> Page
# Accepting Blocks and NOT being notified?



## UberPasco (Oct 18, 2015)

I know this happened in a past version (Oct?), but I have had it happen to me twice this week. If I hadn't gone into my calendar I would have not know that I was supposed to be on a block. Both times were HW, and both times no indication that I accepted (or missed) the block. No 'Start screen' or pop-up notice. No suprise I missed both blocks since I found out 30 min after I was supposed to start. 
Once was on version 5667 and tonight was version 5819.
Anyone else?


----------



## Basmati (Sep 14, 2014)

The only time I have had this happen is when I previously dropped a block for the same start time. For instance, if I picked up a 4 - 5 block, than dropped it, and later picked up a 4 - 6 block, than I wouldn't receive a notification when the shift starts within an hour.


----------



## soupergloo (Jul 24, 2015)

how did you get shifts on your calendar without accepting it?! via fishing or reserved .. you still have to accept it at some point?


----------



## UberPasco (Oct 18, 2015)

soupergloo said:


> how did you get shifts on your calendar without accepting it?! via fishing or reserved .. you still have to accept it at some point?


Fishing.Missed one then got one. Turns out didn't miss one.


----------



## CarmenFlexDriver (Jun 21, 2016)

Has happened to me with other versions then stopped. Now with the new version 5819 it's happening again. 
If you believe you accepted the block you need to log out and log back in for it to show. Had to do it yesterday. 

5661 and 5819 have been very unstable versions for me. Multiple reboots and restarts during routes, problems with not loading delivery from itinerary list, navigation sucks and more!


----------



## UberPasco (Oct 18, 2015)

I actually received a call from Amazon asking me about the problem. They have received a few reports on this and went into a lot of detailed questions. Three other drivers (out of 10 or so at the WH last night) have experienced this too. Email [email protected] with a brief description including app version. Subject: App issue - Please escalate and you will get to the app team.
I suggested that they release a 'clean install' .apk since it has occurred on two versions of updates, including after a uninstall/ reinstall ( that then updated).


----------



## jester121 (Sep 6, 2016)

UberPasco said:


> I suggested that they release a 'clean install' .apk since it has occurred on two versions of updates, including after a uninstall/ reinstall ( that then updated).


That's not how APKs work. Every one is a clean install, it's not a Windows application with registry junk.


----------



## UberPasco (Oct 18, 2015)

jester121 said:


> That's not how APKs work. Every one is a clean install, it's not a Windows application with registry junk.

> Extracted material

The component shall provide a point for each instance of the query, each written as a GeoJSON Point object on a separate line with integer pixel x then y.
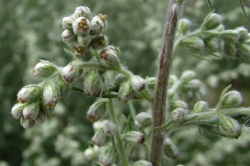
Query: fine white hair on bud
{"type": "Point", "coordinates": [31, 110]}
{"type": "Point", "coordinates": [17, 110]}
{"type": "Point", "coordinates": [44, 69]}
{"type": "Point", "coordinates": [178, 115]}
{"type": "Point", "coordinates": [81, 26]}
{"type": "Point", "coordinates": [138, 83]}
{"type": "Point", "coordinates": [69, 37]}
{"type": "Point", "coordinates": [51, 94]}
{"type": "Point", "coordinates": [82, 11]}
{"type": "Point", "coordinates": [67, 22]}
{"type": "Point", "coordinates": [28, 93]}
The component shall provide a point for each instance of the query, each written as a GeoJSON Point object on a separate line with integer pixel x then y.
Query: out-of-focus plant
{"type": "Point", "coordinates": [97, 64]}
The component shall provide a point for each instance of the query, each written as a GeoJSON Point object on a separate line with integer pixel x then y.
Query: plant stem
{"type": "Point", "coordinates": [159, 104]}
{"type": "Point", "coordinates": [117, 135]}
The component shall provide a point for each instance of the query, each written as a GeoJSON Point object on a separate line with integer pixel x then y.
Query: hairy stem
{"type": "Point", "coordinates": [117, 135]}
{"type": "Point", "coordinates": [159, 104]}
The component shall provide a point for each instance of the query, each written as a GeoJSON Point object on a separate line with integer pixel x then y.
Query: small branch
{"type": "Point", "coordinates": [162, 81]}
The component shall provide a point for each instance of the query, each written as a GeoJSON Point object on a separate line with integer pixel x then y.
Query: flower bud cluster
{"type": "Point", "coordinates": [38, 101]}
{"type": "Point", "coordinates": [81, 33]}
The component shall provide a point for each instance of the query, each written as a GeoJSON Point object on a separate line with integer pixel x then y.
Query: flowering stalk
{"type": "Point", "coordinates": [159, 104]}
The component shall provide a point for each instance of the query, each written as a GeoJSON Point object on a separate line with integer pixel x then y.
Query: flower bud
{"type": "Point", "coordinates": [28, 93]}
{"type": "Point", "coordinates": [230, 50]}
{"type": "Point", "coordinates": [229, 127]}
{"type": "Point", "coordinates": [243, 32]}
{"type": "Point", "coordinates": [184, 26]}
{"type": "Point", "coordinates": [138, 83]}
{"type": "Point", "coordinates": [46, 110]}
{"type": "Point", "coordinates": [96, 110]}
{"type": "Point", "coordinates": [40, 118]}
{"type": "Point", "coordinates": [200, 106]}
{"type": "Point", "coordinates": [31, 111]}
{"type": "Point", "coordinates": [99, 42]}
{"type": "Point", "coordinates": [44, 69]}
{"type": "Point", "coordinates": [178, 115]}
{"type": "Point", "coordinates": [170, 149]}
{"type": "Point", "coordinates": [17, 110]}
{"type": "Point", "coordinates": [99, 138]}
{"type": "Point", "coordinates": [67, 22]}
{"type": "Point", "coordinates": [134, 137]}
{"type": "Point", "coordinates": [142, 163]}
{"type": "Point", "coordinates": [144, 119]}
{"type": "Point", "coordinates": [82, 11]}
{"type": "Point", "coordinates": [81, 26]}
{"type": "Point", "coordinates": [109, 129]}
{"type": "Point", "coordinates": [70, 73]}
{"type": "Point", "coordinates": [232, 99]}
{"type": "Point", "coordinates": [126, 92]}
{"type": "Point", "coordinates": [84, 40]}
{"type": "Point", "coordinates": [27, 123]}
{"type": "Point", "coordinates": [187, 75]}
{"type": "Point", "coordinates": [51, 94]}
{"type": "Point", "coordinates": [99, 23]}
{"type": "Point", "coordinates": [93, 84]}
{"type": "Point", "coordinates": [211, 21]}
{"type": "Point", "coordinates": [195, 44]}
{"type": "Point", "coordinates": [107, 156]}
{"type": "Point", "coordinates": [230, 36]}
{"type": "Point", "coordinates": [179, 104]}
{"type": "Point", "coordinates": [109, 57]}
{"type": "Point", "coordinates": [69, 37]}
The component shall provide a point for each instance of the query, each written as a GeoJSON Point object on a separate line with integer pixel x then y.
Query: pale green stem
{"type": "Point", "coordinates": [117, 135]}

> Directions
In the forum thread about accepted blocks with no notification, what subject line does UberPasco say to use when emailing about the problem?

> Completed exercise
App issue - Please escalate